## Provided records:
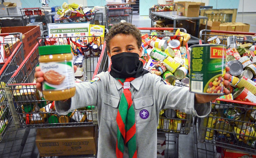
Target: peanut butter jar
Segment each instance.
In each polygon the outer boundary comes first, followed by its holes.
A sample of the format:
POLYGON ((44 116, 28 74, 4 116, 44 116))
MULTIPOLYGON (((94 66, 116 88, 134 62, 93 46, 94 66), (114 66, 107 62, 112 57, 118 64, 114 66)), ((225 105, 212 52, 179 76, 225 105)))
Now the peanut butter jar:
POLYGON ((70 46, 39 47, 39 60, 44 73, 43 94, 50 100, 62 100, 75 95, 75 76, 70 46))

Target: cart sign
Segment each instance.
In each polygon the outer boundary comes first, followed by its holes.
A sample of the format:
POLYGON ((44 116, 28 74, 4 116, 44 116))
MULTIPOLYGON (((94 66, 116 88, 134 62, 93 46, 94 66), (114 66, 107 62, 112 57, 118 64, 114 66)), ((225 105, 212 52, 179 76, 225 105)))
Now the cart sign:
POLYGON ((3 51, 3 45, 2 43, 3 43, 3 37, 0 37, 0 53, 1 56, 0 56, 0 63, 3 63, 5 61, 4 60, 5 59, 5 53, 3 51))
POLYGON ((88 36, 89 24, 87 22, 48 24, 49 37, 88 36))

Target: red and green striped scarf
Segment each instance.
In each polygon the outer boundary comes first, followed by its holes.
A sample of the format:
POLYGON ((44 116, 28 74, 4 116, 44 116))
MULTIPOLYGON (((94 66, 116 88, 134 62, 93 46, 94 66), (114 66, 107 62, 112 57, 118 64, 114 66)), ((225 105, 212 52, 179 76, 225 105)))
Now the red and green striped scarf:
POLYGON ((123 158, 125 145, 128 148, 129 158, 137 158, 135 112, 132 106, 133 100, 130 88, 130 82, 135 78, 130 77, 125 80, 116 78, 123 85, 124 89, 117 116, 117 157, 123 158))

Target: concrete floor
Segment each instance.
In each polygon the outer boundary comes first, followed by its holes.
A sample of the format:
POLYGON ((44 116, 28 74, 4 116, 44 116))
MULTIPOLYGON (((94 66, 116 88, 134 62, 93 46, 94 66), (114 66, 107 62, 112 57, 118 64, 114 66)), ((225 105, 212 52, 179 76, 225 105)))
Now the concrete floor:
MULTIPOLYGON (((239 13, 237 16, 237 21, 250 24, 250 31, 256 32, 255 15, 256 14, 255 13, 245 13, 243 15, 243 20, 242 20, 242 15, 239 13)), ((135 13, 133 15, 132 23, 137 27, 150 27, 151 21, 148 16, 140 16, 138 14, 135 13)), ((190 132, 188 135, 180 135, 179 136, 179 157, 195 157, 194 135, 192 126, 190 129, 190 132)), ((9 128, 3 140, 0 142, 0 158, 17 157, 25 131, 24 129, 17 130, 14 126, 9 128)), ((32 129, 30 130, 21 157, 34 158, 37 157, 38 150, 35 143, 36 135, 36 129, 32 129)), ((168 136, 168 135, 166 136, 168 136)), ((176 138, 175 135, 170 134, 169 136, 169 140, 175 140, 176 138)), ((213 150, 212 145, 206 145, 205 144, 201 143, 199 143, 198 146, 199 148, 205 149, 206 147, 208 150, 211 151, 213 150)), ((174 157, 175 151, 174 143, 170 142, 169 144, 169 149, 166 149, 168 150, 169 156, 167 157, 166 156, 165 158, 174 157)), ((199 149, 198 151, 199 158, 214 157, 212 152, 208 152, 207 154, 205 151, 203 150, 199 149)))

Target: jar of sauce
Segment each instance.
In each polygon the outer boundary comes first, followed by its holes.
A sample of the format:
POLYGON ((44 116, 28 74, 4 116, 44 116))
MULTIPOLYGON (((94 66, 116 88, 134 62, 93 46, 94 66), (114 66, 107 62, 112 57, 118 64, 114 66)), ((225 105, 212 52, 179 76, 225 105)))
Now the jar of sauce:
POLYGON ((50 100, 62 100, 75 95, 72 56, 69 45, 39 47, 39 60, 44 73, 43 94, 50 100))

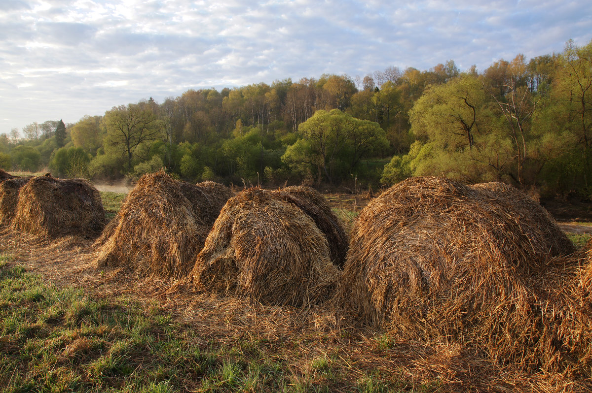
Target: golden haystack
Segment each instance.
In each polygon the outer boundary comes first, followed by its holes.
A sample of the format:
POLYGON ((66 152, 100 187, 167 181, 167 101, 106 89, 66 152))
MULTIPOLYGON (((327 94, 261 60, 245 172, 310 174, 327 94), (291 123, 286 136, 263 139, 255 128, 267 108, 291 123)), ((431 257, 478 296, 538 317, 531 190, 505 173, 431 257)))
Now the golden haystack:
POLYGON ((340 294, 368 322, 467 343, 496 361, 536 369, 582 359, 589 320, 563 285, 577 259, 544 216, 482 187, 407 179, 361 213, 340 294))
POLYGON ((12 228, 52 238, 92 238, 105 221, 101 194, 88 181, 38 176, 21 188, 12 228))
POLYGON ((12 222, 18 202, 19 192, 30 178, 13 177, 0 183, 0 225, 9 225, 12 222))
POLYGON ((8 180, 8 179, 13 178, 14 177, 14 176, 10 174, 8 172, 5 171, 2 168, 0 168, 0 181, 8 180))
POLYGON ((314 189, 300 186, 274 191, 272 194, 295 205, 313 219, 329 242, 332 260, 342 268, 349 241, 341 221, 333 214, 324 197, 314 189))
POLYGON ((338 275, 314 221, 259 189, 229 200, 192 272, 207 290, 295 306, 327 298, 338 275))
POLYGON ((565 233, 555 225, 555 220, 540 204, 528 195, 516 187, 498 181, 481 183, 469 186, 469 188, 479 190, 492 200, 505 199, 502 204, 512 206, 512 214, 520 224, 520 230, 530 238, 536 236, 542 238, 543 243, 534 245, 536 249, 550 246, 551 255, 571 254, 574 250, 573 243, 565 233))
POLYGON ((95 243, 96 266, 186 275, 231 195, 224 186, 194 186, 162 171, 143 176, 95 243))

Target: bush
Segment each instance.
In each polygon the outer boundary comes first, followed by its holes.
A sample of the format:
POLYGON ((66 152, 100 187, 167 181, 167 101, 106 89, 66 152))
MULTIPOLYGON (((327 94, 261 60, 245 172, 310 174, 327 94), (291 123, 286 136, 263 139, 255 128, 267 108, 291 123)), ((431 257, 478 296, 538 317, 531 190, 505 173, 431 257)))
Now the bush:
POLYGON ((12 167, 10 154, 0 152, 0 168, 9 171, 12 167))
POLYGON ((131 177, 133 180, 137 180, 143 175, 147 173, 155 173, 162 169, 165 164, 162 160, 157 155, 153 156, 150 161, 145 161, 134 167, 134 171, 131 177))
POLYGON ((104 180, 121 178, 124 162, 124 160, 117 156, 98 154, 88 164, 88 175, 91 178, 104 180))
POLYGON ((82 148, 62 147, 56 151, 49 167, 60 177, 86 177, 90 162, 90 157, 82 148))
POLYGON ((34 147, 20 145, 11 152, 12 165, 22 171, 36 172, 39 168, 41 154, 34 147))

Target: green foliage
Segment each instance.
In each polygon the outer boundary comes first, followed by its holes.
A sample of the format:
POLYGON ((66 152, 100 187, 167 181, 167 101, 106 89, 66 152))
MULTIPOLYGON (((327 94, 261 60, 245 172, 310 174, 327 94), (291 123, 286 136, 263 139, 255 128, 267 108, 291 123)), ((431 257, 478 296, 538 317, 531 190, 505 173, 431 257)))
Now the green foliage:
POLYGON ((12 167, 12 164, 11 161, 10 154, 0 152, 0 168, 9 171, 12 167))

## Written task:
Copy out, with no changes, the lines of the listing above from the line with "Target: golden haystack" to the line with "Now the golden", both included.

## Task answer:
Target: golden haystack
Segment each instance.
In each polygon the outer boundary comes first, followed by its holes.
A sample of the format:
POLYGON ((66 152, 100 187, 167 181, 167 101, 106 89, 66 152))
MULTIPOLYGON (((327 94, 261 60, 245 172, 310 174, 327 94), (291 123, 286 136, 263 139, 255 128, 267 108, 291 123)), ((431 257, 478 296, 538 317, 531 190, 505 173, 431 257)))
Now the golden haystack:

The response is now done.